#### [PASSAGE]
———

Provider : Barcelona Supercomputing Center
Supercomputing efficiency of a simulation code is a multiplicative combination of different aspects.
Efficiency is attained by focusing on the different aspects, notably choosing the proper algorithms to implement and their correct implementation. Moreover, due to Amdahl’s Law, eliminating a bottleneck automatically points to the next one, which can be in a different “box”, i.e., by improving an aspect of the Parallel Efficiency one can discover that the next problem is in the Computational Scalability side.
In the Alya Development Team, shared between the Barcelona Supercomputing Center and its spinoff company ELEM Biotech, we are very aware of this important aspect. We take good care not only on the code accuracy but also on the parallel efficiency. Our cardiac computational model involves fluid mechanics, electrophysiology and solid mechanics of both tissue and biomaterials, all problems tightly coupled. Coupling comes as fluid-solid-interaction, immersed boundary methods, contact problems, or electromechanical coupling, with supplementary solution of particle transport or species concentration. All these problems must be coupled without losing the parallel efficiency of the individual Physics, requiring a specific effort when implementing the coupling schemes. In our case, coupling is based on a staggered multi-code coupling, in which different instances of Alya run using point-to-point MPI communication schemes employing communicators to group the different MPI tasks in an efficient way. Additionally, the different individual instances can run by off-loading part of work onto accelerators such as GPUs. In this way, a multi-physics simulation can run on heterogeneous systems made of CPUs hosting GPUs.
BSC is involved in the development of a RISC-V accelerator, leveraging a wide vector processing unit, in collaboration with the European Processor Initiative (EPI), a European project that conducts research to advance High-Performance Computing (HPC) through the development of European technology. EPI aims to develop a general- purpose processor and a RISC-V-based accelerator. Efficient exploitation of the vector architecture is crucial for harnessing the computational power provided by the new design.
In this co-design collaboration, we used Alya as the computational challenge to efficiently run on the EPI vector accelerator. We considered a computationally intensive part of Alya (the solver) and demonstrated that, after careful study and improvement, it can fully leverage a vector architecture while maintaining its portability.
This project can be summarized through the following items:
The scalar execution information is extracted using the FPGA-SDV performance analysis tools. In particular, the hardware counters are read using the PAPI library.
The metrics used for scalar analysis together with the value limits are the following:
The information about vector instructions is extracted using the Vehave emulator and later converted to a trace format. When running in the FPGA, the timings of these vector instructions are extracted using hardware counters.

———

#### [EXERCISE DATA]
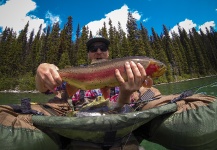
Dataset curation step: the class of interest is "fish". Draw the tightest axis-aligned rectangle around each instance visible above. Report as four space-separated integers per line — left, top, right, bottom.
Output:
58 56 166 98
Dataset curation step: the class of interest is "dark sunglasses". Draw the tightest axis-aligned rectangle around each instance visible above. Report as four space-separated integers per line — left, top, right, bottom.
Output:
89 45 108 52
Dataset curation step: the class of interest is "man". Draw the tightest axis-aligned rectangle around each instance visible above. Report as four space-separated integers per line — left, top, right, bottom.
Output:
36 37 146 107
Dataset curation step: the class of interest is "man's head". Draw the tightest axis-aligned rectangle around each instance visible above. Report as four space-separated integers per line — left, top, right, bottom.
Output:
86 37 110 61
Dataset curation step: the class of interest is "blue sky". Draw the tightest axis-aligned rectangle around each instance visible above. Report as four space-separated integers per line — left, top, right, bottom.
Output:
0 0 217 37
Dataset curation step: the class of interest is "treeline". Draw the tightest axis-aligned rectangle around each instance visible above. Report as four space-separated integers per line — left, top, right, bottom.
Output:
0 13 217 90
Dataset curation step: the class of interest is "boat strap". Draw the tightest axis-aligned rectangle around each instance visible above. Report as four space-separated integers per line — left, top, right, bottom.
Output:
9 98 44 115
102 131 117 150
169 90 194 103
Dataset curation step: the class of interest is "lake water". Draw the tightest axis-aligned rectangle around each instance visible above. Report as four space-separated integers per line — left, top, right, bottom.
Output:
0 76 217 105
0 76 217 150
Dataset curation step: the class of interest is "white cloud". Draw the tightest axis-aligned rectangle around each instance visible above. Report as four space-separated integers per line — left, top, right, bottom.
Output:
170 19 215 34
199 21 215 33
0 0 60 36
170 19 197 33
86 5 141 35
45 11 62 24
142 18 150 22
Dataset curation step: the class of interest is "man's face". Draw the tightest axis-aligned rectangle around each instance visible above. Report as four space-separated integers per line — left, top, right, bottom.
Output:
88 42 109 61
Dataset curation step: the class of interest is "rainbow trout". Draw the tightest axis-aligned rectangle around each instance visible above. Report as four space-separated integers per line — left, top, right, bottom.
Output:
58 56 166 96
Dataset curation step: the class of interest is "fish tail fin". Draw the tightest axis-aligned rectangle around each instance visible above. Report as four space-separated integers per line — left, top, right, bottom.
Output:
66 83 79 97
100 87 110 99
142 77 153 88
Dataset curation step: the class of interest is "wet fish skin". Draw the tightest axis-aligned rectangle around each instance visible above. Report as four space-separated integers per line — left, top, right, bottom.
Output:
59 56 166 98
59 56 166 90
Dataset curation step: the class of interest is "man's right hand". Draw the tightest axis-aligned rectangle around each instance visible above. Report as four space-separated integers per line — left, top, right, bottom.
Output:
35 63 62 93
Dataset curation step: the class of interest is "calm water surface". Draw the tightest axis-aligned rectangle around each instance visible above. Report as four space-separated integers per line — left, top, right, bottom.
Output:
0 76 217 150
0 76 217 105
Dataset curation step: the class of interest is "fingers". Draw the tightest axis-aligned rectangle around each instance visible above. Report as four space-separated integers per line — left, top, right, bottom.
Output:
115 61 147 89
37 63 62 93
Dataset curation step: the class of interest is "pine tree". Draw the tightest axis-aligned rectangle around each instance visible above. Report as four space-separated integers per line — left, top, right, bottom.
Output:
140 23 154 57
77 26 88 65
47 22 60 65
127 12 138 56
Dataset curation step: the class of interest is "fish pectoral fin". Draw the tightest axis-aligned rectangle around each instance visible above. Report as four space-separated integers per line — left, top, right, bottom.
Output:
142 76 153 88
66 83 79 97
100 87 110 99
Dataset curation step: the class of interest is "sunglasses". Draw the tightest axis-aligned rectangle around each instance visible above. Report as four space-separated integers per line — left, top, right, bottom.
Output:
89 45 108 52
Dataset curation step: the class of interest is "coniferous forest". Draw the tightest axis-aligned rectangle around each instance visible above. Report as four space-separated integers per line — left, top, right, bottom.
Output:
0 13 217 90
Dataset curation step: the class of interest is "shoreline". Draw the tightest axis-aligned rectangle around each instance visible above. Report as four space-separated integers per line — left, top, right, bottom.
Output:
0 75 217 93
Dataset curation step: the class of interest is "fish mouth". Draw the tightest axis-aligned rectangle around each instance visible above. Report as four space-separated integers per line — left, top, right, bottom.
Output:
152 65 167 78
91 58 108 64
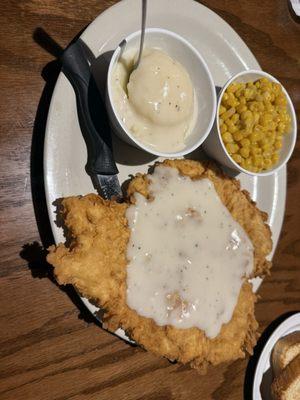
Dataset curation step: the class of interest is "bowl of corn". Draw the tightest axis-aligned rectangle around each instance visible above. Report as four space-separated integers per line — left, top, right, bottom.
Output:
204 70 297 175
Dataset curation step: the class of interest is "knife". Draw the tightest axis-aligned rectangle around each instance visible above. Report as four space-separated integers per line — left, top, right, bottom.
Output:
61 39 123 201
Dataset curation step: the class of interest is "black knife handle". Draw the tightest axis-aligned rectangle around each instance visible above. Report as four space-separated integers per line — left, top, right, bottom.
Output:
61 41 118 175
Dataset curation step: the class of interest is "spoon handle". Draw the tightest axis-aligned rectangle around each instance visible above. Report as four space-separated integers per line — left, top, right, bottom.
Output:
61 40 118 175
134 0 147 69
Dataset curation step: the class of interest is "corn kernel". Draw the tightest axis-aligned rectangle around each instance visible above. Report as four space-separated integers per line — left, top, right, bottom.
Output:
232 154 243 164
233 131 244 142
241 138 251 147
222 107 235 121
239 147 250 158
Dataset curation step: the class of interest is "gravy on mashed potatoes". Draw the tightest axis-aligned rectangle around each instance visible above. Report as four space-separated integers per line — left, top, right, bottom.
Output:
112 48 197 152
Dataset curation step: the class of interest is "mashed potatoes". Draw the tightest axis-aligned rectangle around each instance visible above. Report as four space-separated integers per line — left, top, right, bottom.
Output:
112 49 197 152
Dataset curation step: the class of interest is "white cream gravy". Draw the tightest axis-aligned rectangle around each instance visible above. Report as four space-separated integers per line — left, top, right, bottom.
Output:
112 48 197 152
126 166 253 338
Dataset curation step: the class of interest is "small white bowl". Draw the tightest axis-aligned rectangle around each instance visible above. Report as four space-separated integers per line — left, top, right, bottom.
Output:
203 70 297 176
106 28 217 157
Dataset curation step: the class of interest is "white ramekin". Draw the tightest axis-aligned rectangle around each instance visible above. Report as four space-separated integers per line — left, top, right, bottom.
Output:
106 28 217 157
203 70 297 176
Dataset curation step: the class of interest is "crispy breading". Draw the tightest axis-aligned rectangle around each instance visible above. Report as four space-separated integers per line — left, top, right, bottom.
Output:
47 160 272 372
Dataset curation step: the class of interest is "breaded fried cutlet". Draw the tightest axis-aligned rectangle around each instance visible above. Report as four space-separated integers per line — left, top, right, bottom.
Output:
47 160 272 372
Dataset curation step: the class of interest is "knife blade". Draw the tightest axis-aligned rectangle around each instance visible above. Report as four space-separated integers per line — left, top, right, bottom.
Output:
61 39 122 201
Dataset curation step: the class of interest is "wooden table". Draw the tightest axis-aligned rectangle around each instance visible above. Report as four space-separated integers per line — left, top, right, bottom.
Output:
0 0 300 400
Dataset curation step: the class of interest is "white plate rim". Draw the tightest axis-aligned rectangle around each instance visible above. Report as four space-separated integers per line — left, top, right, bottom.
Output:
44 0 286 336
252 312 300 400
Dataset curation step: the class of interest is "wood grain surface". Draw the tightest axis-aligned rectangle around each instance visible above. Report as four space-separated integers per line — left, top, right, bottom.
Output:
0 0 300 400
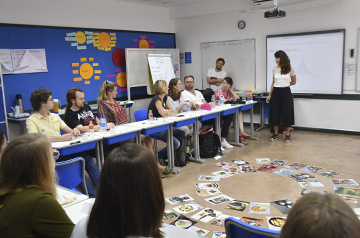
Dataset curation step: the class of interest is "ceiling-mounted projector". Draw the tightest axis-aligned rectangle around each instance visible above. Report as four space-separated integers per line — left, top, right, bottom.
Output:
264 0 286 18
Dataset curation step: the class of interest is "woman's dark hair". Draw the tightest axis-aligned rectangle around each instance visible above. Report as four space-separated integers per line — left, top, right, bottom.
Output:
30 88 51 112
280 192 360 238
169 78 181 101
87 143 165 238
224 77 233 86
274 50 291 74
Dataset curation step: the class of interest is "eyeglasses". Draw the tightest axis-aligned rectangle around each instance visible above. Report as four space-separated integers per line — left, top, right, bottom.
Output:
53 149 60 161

———

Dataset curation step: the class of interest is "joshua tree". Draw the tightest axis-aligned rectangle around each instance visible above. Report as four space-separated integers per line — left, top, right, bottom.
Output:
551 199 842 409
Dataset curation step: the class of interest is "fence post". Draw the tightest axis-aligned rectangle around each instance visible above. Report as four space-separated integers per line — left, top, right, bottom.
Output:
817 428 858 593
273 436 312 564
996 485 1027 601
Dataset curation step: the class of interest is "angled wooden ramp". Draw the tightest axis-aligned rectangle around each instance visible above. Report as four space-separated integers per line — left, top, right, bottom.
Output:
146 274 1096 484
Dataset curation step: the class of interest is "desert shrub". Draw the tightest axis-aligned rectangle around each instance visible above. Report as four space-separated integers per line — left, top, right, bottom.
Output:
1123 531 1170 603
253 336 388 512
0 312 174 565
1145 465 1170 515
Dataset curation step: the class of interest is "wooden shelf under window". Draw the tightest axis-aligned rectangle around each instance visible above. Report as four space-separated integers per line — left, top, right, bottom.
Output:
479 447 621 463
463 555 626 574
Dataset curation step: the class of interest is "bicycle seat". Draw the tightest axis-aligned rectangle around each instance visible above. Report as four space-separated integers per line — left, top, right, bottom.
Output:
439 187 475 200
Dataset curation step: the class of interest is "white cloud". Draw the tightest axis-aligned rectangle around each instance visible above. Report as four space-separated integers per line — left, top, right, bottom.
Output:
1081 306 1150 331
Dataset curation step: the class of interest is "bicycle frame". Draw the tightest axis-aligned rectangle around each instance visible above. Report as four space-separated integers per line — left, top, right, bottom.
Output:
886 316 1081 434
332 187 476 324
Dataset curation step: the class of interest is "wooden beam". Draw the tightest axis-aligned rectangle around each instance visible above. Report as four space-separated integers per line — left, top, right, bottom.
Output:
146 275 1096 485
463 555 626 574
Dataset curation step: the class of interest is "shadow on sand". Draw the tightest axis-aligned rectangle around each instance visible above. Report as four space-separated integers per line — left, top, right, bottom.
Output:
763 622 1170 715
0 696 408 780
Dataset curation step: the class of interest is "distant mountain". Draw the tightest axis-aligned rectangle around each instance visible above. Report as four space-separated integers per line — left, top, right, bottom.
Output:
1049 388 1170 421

———

#### [EXPLORE THE MATERIAL]
• 1. Based on the Alya text above, say whether each statement agrees with it. For each, answer yes or no and quote the words that decide it.
(a) The Alya Development Team is shared between the Barcelona Supercomputing Center and ELEM Biotech.
(b) The hardware counters are read using the Vehave emulator.
(c) The part of Alya studied for the vector accelerator was the solver.
• 2. In the Alya text above, what kind of communication do the different instances of Alya use in the staggered multi-code coupling?
• 3. Extend the Alya text above, starting after its final sentence.

#### [RESULTS OF THE EXERCISE]
• 1.
(a) Yes: "shared between the Barcelona Supercomputing Center and its spinoff company ELEM Biotech"
(b) No: "the hardware counters are read using the PAPI library."
(c) Yes: "We considered a computationally intensive part of Alya (the solver)"

• 2. They use point-to-point MPI communication schemes.

• 3.
The metrics used for vector analysis are the following:
To gain a deeper understanding of the instructions, we considered an instruction hierarchy for later analysis purposes to classify each instruction into a type. The instruction hierarchy tree is shown in the figure below. The box Vector aggregates the instructions executed on the vector processing unit. Vector configuration instructions are the instructions that configure the vector length and element width of the vector processing unit at run-time. Control lane vector instructions include all vector instructions that do not compute any arithmetic values or communicate with memory, such as moves, shifts or sign extensions.
The overall conclusion from our general performance evaluation for this particular Alya kernel is that the VECTOR_SIZE240 configuration is the faster configuration when running in the Vector Processing Unit (VPU), achieving a speed-up of 7.6× over the scalar execution. The trend is that a RISC-V processor would provide a substantial improvement in terms of speed-up. We will extend this report in the final conclusions of the project.
BSC’s start-up company, ELEM Biotech, is carrying out the porting of some specific kernels of Alya to GPUs. ELEM was created in 2018 to co-develop with and commercialize modelling and simulation R+D coming from BSC for the biomedical domain. In particular, Alya is the core simulation software used by ELEM’s Virtual Human’s platform.
The specific GPU porting done by ELEM in collaboration with BSC is for Alya’s electrophysiology module, focusing on three kernels, which represent the heaviest part of a typical electrophysiology run:
We have extracted the kernels and converted them into mini-apps, porting them using OpenACC in Fortran subroutines compiled using the NVIDIA Fortran compiler. We have tested and assessed the speed-up in the three mini-apps, which is positive in all cases. Today we are fusing the ported mini-apps back into the production Alya code and starting the testing of production runs.